■ WHAT YOU ARE ASKED TO DO: Reproduce exactly, with no other output, every line of the data below from the line containing "the red stripe" to the end, inclusive.

■ SUPPLIED DATA:
## begin

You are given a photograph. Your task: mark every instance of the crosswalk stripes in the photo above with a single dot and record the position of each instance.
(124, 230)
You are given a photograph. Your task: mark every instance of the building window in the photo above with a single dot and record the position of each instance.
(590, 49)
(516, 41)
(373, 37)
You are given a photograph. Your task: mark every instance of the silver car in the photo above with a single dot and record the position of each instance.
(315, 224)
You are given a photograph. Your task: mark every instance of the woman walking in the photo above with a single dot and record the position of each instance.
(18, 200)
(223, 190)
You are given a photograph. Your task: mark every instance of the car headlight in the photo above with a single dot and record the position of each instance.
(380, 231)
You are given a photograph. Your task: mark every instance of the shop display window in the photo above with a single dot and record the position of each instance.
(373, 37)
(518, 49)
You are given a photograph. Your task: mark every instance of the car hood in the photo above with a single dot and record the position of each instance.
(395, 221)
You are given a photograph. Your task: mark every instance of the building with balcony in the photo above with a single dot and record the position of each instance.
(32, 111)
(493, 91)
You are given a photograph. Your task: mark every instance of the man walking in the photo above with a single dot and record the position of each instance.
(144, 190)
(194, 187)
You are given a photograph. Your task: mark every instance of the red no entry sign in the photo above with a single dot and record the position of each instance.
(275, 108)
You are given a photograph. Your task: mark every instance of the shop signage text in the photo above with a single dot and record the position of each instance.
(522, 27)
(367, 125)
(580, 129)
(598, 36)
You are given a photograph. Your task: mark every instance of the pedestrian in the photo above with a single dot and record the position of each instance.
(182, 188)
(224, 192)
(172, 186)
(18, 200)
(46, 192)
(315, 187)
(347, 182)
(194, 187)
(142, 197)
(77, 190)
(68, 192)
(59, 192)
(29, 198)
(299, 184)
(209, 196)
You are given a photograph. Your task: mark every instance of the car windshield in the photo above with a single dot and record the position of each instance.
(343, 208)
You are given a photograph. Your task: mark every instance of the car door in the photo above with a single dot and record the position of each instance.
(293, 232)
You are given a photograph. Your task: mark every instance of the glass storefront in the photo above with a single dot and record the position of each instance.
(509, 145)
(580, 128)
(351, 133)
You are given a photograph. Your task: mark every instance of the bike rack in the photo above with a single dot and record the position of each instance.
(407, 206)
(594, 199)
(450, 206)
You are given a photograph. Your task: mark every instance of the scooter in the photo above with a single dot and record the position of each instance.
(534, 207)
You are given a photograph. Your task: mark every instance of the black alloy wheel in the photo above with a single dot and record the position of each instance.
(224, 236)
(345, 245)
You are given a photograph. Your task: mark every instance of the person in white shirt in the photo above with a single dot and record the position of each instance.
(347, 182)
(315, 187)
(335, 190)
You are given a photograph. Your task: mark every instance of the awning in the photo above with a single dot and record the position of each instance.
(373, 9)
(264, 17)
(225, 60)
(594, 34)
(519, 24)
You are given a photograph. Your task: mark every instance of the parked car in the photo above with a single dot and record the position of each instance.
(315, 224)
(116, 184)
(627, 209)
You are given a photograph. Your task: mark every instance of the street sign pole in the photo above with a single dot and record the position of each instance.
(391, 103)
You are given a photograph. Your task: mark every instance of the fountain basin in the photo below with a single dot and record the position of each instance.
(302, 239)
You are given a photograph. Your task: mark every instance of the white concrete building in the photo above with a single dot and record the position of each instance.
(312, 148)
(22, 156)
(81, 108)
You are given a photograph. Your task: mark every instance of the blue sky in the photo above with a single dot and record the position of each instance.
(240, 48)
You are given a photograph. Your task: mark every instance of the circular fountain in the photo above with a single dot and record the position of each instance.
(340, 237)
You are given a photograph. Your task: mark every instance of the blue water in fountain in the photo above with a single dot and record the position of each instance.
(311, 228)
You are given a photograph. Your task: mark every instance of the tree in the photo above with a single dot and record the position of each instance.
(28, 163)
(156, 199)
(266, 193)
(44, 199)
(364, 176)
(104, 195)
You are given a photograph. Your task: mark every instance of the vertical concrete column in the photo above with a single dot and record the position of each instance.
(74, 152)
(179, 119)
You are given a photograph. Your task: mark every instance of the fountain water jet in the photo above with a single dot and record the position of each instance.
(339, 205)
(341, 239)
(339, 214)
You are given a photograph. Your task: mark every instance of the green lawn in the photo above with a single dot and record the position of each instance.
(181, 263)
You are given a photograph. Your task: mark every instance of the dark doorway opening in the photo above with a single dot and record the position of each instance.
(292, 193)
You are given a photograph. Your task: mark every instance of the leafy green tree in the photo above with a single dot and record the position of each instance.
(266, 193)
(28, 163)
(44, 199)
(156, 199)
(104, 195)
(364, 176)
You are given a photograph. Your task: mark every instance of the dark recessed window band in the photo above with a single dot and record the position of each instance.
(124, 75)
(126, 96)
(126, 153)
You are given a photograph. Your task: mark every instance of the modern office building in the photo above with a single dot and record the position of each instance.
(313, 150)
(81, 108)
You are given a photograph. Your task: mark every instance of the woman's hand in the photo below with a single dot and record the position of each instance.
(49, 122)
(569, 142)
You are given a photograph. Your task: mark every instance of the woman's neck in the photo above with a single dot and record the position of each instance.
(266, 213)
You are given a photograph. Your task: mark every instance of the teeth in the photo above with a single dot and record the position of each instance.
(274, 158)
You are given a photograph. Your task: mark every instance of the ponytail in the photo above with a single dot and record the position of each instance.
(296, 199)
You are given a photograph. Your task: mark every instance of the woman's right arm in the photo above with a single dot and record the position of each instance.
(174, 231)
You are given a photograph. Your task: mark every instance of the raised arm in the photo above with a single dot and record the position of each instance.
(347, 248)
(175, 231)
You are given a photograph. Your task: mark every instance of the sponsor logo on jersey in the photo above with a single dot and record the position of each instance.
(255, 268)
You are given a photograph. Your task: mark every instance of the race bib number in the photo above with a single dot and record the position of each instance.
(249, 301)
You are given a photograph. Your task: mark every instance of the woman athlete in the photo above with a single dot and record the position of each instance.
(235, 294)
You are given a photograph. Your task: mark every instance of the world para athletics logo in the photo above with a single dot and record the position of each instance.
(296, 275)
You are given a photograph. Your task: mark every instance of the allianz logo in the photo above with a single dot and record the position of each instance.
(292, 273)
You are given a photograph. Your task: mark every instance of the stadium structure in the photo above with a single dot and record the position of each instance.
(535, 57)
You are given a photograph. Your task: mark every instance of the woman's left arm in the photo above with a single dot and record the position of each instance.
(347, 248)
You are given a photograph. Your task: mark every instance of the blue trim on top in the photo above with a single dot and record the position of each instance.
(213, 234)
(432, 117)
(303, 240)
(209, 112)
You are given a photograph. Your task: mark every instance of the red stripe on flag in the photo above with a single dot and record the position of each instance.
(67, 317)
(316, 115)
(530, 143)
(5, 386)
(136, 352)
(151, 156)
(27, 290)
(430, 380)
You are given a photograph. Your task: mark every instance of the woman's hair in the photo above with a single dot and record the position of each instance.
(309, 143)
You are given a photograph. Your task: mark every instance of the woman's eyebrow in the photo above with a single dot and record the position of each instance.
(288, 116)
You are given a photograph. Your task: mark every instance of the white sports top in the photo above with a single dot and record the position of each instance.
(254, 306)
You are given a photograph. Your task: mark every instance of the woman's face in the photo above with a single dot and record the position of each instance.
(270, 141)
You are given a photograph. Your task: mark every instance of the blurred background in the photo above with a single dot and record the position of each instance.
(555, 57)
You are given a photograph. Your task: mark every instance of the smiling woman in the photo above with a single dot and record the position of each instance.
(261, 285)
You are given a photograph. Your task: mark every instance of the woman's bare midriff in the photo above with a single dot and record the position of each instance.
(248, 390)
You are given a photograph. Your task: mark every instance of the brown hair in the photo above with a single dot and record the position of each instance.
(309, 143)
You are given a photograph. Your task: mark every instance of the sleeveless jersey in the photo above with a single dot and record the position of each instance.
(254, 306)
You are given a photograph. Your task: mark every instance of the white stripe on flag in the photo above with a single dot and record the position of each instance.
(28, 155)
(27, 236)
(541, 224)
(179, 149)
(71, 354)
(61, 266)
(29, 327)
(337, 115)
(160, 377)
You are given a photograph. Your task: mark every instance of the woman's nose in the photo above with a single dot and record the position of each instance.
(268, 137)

## end

■ RESPONSE TO THIS TASK:
You are given a photograph. Your task: mark every instance of the red stripe on flag in the photo above with a single dot and record the position of each instance.
(67, 317)
(316, 115)
(530, 143)
(5, 386)
(136, 352)
(151, 156)
(27, 290)
(430, 380)
You are given a photograph. Your task: mark every instance of the woman's hair in the photo above with a single dot and record the position of each instance.
(309, 143)
You are given a photograph. Your task: mark every instance of the woman's eyebrow in the photo above with a single dot and record the position of each instance.
(288, 116)
You are given a photograph. Your task: mark every instance of the white sports top in the photo above with a single dot and record the position of each instance.
(254, 306)
You are given a photograph. Your task: mark every instance of the woman's face in the photo above with a single dot and record the position of each instance.
(270, 141)
You are given a photograph. Your task: mark every instance of the blurred background in the photo above with a single dot and record the position of each instance.
(555, 57)
You are given a photograph. Your task: mark every instance of the smiling woman in the photo above with a single dot and record the position of each instance.
(261, 285)
You are given a photograph. Your task: mark every instance of the woman's bare midriff in the photo above with a single dot and record the position of each instance.
(248, 390)
You are given a photograph. Your task: mark every instance of the brown hair in the photo above with a single dot and record the position of each instance.
(309, 143)
You are given a photograph. Your task: mark every instance of the sleeveless jersey in the photo above with a single dot and record the position of each instance.
(254, 306)
You are given a photograph. Your task: mark every instance of the white stripe on flag in the photo above with a single dot and record the position of each instance.
(28, 155)
(27, 236)
(541, 224)
(179, 149)
(71, 354)
(61, 266)
(29, 327)
(337, 115)
(160, 377)
You are given a photograph. Your task: mark every instance of the woman's nose in the photo above with a single dot and record the position of each instance.
(268, 137)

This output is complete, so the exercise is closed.